## The problem
Reproduce the data from its first line through the line containing "point(228, 244)", requests included, and add -126 to every coordinate in the answer points. Leave the sample coordinates inside the requests as they are.

>> start

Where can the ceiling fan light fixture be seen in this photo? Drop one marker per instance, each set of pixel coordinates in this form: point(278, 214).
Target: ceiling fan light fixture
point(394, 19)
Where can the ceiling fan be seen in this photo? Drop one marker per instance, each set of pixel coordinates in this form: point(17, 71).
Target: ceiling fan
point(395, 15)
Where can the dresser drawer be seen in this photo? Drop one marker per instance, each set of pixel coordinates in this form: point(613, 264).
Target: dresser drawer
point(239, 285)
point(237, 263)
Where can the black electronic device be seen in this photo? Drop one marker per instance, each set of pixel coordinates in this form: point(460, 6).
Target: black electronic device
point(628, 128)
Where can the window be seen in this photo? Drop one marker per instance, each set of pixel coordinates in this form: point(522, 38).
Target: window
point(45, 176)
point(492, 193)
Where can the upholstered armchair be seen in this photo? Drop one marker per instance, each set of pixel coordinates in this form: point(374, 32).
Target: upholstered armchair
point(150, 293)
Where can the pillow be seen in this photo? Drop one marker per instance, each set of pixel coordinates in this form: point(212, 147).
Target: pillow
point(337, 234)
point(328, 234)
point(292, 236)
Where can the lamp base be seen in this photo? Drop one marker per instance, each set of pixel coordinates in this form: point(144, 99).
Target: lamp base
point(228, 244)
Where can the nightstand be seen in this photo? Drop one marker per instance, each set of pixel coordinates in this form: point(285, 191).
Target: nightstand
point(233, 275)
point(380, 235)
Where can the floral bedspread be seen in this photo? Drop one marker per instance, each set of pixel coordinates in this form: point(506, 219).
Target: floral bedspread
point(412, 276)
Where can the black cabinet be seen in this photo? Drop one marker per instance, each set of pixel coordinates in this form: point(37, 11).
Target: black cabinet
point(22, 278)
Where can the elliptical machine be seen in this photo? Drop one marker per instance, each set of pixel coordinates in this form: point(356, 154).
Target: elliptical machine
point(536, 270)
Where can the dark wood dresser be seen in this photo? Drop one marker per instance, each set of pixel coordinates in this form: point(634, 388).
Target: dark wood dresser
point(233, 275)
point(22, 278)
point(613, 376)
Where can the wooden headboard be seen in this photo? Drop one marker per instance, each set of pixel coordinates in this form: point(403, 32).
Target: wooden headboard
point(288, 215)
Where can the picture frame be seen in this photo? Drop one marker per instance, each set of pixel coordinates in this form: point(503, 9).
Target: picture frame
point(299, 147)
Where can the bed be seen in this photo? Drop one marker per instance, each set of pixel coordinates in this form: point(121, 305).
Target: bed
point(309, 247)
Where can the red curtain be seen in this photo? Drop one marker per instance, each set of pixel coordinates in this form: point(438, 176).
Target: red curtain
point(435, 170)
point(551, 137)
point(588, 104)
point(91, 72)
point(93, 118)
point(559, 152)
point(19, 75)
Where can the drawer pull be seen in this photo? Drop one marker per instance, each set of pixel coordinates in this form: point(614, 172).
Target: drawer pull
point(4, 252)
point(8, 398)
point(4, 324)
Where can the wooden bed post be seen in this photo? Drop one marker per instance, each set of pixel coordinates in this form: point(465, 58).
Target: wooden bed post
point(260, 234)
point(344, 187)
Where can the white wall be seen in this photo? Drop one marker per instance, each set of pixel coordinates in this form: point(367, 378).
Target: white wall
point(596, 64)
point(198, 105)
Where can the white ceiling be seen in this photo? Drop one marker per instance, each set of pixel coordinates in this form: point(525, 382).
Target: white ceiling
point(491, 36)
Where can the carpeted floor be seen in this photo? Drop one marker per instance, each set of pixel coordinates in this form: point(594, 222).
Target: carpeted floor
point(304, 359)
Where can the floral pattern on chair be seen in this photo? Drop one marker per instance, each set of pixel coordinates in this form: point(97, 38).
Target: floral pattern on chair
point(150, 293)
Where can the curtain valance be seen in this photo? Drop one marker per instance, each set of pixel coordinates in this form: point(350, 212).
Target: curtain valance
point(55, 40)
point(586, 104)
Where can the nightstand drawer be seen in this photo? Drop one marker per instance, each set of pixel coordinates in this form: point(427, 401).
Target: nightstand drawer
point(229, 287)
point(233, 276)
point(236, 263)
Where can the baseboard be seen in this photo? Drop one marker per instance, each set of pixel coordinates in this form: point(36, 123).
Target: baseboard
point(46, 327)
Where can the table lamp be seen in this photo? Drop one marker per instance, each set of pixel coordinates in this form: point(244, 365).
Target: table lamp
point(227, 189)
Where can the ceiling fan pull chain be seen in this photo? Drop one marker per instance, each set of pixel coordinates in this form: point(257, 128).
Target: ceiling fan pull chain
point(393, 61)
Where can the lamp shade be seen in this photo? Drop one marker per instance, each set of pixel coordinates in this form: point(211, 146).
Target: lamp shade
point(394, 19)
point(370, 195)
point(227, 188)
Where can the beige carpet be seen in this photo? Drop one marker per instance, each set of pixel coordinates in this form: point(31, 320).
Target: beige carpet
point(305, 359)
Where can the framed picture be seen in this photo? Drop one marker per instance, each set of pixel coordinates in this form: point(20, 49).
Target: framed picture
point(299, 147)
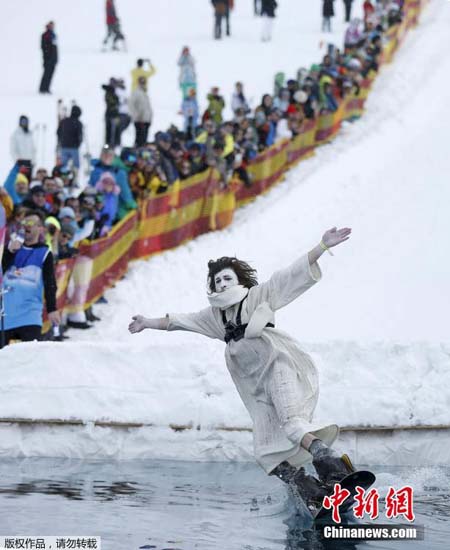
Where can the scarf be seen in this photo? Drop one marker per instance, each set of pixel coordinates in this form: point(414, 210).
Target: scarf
point(229, 297)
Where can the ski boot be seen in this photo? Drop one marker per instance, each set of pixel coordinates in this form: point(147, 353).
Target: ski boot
point(305, 487)
point(330, 467)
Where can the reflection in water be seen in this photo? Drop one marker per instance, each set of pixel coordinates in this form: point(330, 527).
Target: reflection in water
point(175, 505)
point(73, 490)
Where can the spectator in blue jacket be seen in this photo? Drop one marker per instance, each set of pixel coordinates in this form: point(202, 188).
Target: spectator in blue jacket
point(106, 164)
point(189, 108)
point(29, 276)
point(109, 189)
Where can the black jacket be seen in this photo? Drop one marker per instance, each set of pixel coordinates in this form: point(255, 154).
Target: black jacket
point(48, 275)
point(70, 130)
point(49, 47)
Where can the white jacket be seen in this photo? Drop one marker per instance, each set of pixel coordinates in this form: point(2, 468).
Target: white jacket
point(139, 105)
point(22, 145)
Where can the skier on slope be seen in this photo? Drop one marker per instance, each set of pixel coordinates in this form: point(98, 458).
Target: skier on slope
point(276, 380)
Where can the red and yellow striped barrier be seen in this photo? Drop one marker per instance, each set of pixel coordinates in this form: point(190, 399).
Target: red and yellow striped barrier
point(199, 204)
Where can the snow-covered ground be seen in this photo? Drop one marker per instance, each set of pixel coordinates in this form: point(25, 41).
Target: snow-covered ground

>> end

## Written answer
Where can the ceiling fan light fixture be seen in this photo? Drop one marker per instance, each set of pixel coordinates in this form: point(278, 214).
Target: ceiling fan light fixture
point(268, -107)
Where can the ceiling fan be seen in this photo? Drop one marker per instance, each set of pixel coordinates in this form: point(17, 71).
Target: ceiling fan
point(269, -111)
Where can the dresser drawer be seen in this photo? Drop one marker per instance, each set of pixel coordinates in this form: point(613, 264).
Target: dresser drawer
point(113, 159)
point(111, 137)
Where can the black electronic device be seen in this photo? Drop one marker per instance, each set of pixel coordinates in this form: point(460, 6).
Target: black electronic device
point(502, 2)
Where can the window be seen in this photo? Drop one marker per instance, each set of pixel coordinates in this form: point(522, 38).
Target: window
point(-81, 50)
point(366, 67)
Where can the upholstered armchair be seen in this photo? Drop one marker per instance, each set of pixel coordinates in this form: point(374, 32).
Target: upholstered armchair
point(24, 167)
Where can the pillow be seen in this photo? Drop one marker per instance, each set of pixel coordinates in this form: point(212, 147).
Target: pillow
point(211, 108)
point(202, 108)
point(166, 110)
Where can the lamp base be seen in this photo? Drop one marker per instance, each set of pixel coordinates in this form: point(144, 99).
Target: lamp base
point(102, 118)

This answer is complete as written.